GOAL 1:
In the fiber spectroscopy passage, at what wavenumber does the C–O–C group in the aromatic moieties of lignin show a stretching vibration?
GOAL 2:
How many lines of the listing contain the string "surfer"? Reply with the number alone.

SUPPLIED TEXT:
** begin **
The wide band centered near 1630 cm−1 is assigned to C=C double bonds in the aromatic moieties present in lignin [30], which may overlap with water OH bending [42,52,53,54,55].
The peaks near 1365 cm−1 (for flax and hemp) and 1373 cm−1 (for sisal) are characteristic of C-H bending in cellulose and hemicellulose [35,36,53,55,56,57]. Oh et al. [54] reported that a shift of this band to a higher wavenumber could be assigned to a less ordered cellulose structure. The band centered at 1313–1317 cm−1 observed in Figure 3, Figure 4 and Figure 5b is assigned to CH2 wagging and is characteristic of crystalline cellulose, while the band near 1336 cm−1 is due to C–O–H in-plane bending and is a contribution from amorphous cellulose [49].
The C–O–C group in the aromatic moieties of lignin presents a stretching vibration at 1245 cm−1, which is more evident for sisal than for flax and hemp fibers. The characteristic C–O–C asymmetric stretching for carbohydrates and cellulose is observed near 1155 cm−1. Furthermore, minimal changes in the position and intensity of the bands near 1100 cm−1 before and after washing, using the different protocols, were observed.
** end **
Detection annotation records:
** begin **
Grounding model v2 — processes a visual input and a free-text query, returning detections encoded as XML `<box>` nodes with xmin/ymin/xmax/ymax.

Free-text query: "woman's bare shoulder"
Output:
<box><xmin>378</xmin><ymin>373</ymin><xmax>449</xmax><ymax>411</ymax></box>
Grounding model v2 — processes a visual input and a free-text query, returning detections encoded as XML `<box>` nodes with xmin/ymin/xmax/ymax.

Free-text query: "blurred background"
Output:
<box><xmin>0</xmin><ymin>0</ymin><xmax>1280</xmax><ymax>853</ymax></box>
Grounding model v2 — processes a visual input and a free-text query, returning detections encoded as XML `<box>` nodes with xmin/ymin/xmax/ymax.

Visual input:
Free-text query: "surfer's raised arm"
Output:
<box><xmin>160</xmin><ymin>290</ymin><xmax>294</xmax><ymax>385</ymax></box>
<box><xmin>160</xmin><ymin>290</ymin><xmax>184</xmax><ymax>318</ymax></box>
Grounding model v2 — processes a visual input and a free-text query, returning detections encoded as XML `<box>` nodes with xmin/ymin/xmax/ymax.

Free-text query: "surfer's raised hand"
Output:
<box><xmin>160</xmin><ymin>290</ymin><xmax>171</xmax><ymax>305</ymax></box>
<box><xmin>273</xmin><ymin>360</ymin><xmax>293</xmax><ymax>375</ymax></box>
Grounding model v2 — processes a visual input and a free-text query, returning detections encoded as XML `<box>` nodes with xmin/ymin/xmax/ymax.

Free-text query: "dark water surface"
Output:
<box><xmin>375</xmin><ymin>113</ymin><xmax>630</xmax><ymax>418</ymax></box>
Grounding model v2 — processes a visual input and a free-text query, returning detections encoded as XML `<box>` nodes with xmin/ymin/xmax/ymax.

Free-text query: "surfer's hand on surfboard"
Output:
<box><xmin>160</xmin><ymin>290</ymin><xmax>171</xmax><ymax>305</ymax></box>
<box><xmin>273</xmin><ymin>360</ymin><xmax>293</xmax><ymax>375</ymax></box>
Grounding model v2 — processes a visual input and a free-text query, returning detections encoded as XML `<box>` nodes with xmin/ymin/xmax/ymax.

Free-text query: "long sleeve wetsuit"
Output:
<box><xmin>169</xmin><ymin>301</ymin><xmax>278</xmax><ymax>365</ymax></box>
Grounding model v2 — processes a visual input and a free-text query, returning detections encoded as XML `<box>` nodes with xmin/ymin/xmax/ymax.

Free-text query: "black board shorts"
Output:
** end **
RESPONSE 1:
1245 cm−1

RESPONSE 2:
3